EXERCISE AIM
Copy the records below verbatim, reproducing every line of text in all of them. Omit the pictures from your copy.

--

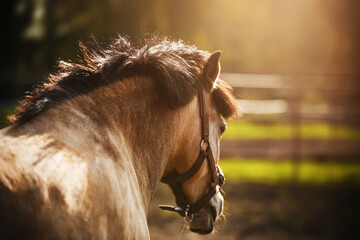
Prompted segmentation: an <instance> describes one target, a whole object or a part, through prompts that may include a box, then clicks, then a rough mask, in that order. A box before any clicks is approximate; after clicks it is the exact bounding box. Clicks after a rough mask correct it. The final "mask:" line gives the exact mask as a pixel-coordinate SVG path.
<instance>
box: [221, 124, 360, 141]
mask: <svg viewBox="0 0 360 240" xmlns="http://www.w3.org/2000/svg"><path fill="white" fill-rule="evenodd" d="M294 130H295V127H294V126H293V125H291V124H271V125H270V124H257V123H252V122H248V121H243V120H238V121H233V122H230V123H229V124H228V129H227V131H226V132H225V133H224V135H223V139H227V140H233V139H288V138H292V137H293V135H294ZM300 134H301V138H303V139H332V138H336V139H348V140H360V127H349V126H332V125H328V124H321V123H316V124H314V123H311V124H302V125H301V127H300Z"/></svg>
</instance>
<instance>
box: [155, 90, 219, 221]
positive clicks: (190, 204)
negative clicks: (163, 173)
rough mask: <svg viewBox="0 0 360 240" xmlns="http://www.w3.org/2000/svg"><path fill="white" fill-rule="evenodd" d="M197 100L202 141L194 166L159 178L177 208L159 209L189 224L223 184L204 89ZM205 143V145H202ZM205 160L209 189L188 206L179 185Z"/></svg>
mask: <svg viewBox="0 0 360 240" xmlns="http://www.w3.org/2000/svg"><path fill="white" fill-rule="evenodd" d="M199 100H200V118H201V136H202V139H201V141H200V153H199V156H198V158H197V159H196V161H195V163H194V165H193V166H192V167H191V168H190V169H189V170H188V171H187V172H185V173H183V174H179V173H177V172H173V173H172V174H170V175H169V176H166V177H163V178H161V182H163V183H166V184H168V185H169V186H170V188H171V189H172V191H173V192H174V195H175V199H176V204H177V207H173V206H168V205H159V207H160V209H162V210H167V211H173V212H176V213H178V214H180V215H181V216H182V217H185V218H186V220H187V221H188V222H191V221H192V220H193V213H195V212H197V211H199V210H200V209H201V208H203V207H204V206H205V205H206V204H207V203H208V202H209V201H210V200H211V198H212V197H213V196H214V195H215V194H217V192H218V191H219V189H220V188H221V186H222V185H223V184H224V183H225V178H224V174H223V172H222V171H221V168H220V167H219V165H217V164H216V162H215V159H214V156H213V154H212V151H211V147H210V141H209V130H210V129H209V126H210V125H209V114H208V112H207V111H206V110H207V109H206V106H208V98H206V91H205V90H204V89H203V90H202V92H201V91H199ZM205 143H206V145H204V144H205ZM205 146H206V148H205ZM205 159H207V161H208V164H209V166H210V170H211V176H212V178H211V188H210V190H209V191H208V192H207V193H206V194H205V195H204V196H203V197H201V198H200V199H199V200H197V201H196V202H195V203H193V204H189V202H188V201H187V199H186V197H185V195H184V193H183V191H182V187H181V185H182V183H184V182H185V181H186V180H188V179H190V178H191V177H193V176H194V175H195V174H196V173H197V172H198V171H199V169H200V167H201V166H202V164H203V162H204V160H205ZM218 186H219V188H218Z"/></svg>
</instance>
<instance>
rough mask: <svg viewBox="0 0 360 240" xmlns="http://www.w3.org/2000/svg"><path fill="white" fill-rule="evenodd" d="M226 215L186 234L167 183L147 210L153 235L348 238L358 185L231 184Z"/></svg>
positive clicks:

--

OUTPUT FOR THIS TASK
Prompted segmentation: an <instance> describes one target, a whole object or a part, through prompts that may include a box, then clicks, then a rough mask, in that order. A box before any clicks is approximate; after clicks it is the exact bounding box. Clicks after a rough mask correct it. The final "mask:" line gives the exact mask as a pixel-coordinate SVG path.
<instance>
box: [221, 124, 360, 141]
mask: <svg viewBox="0 0 360 240" xmlns="http://www.w3.org/2000/svg"><path fill="white" fill-rule="evenodd" d="M294 130H295V127H294V126H293V125H291V124H271V125H270V124H257V123H252V122H248V121H243V120H238V121H233V122H230V123H229V124H228V129H227V131H226V132H225V133H224V135H223V139H227V140H233V139H288V138H292V137H293V135H294ZM300 134H301V138H303V139H332V138H336V139H348V140H360V127H349V126H332V125H328V124H321V123H316V124H314V123H311V124H302V125H301V127H300Z"/></svg>
</instance>
<instance>
box: [155, 90, 219, 221]
positive clicks: (190, 204)
negative clicks: (163, 173)
rough mask: <svg viewBox="0 0 360 240" xmlns="http://www.w3.org/2000/svg"><path fill="white" fill-rule="evenodd" d="M197 100L202 141L194 166L159 178L177 208L159 209L189 224L223 184L204 89ZM205 143V145H202ZM205 160L209 189L188 206L179 185Z"/></svg>
mask: <svg viewBox="0 0 360 240" xmlns="http://www.w3.org/2000/svg"><path fill="white" fill-rule="evenodd" d="M199 100H200V118H201V136H202V139H201V141H200V153H199V156H198V158H197V159H196V161H195V163H194V165H193V166H192V167H191V168H190V169H189V170H188V171H187V172H185V173H183V174H179V173H177V172H173V173H172V174H170V175H169V176H166V177H163V178H161V182H163V183H166V184H168V185H169V186H170V188H171V189H172V191H173V192H174V195H175V199H176V204H177V207H173V206H168V205H159V207H160V209H162V210H167V211H173V212H176V213H178V214H180V215H181V216H182V217H185V218H186V220H187V221H188V222H191V221H192V220H193V213H195V212H197V211H199V210H200V209H201V208H203V207H204V206H205V205H206V204H207V203H208V202H209V201H210V200H211V198H212V197H213V196H214V195H215V194H217V192H218V191H219V189H220V188H221V186H222V185H223V184H224V183H225V178H224V174H223V172H222V171H221V168H220V167H219V165H217V164H216V162H215V159H214V156H213V154H212V151H211V147H210V141H209V130H210V129H209V126H210V125H209V114H208V112H207V111H206V110H207V109H206V106H208V98H206V91H205V90H204V89H203V90H202V92H201V91H199ZM205 143H206V145H204V144H205ZM205 146H206V148H205ZM205 159H207V161H208V164H209V166H210V170H211V176H212V178H211V188H210V190H209V191H208V192H207V193H206V194H205V195H204V196H203V197H201V198H200V199H199V200H197V201H196V202H195V203H193V204H189V202H188V201H187V199H186V197H185V195H184V193H183V191H182V187H181V185H182V183H184V182H185V181H186V180H188V179H190V178H191V177H193V176H194V175H195V174H196V173H197V172H198V171H199V169H200V167H201V166H202V164H203V162H204V160H205ZM218 186H219V188H218Z"/></svg>
</instance>
<instance>
rough mask: <svg viewBox="0 0 360 240" xmlns="http://www.w3.org/2000/svg"><path fill="white" fill-rule="evenodd" d="M226 215L186 234L167 183L147 210L153 235L348 238L358 185L231 184Z"/></svg>
positive clicks:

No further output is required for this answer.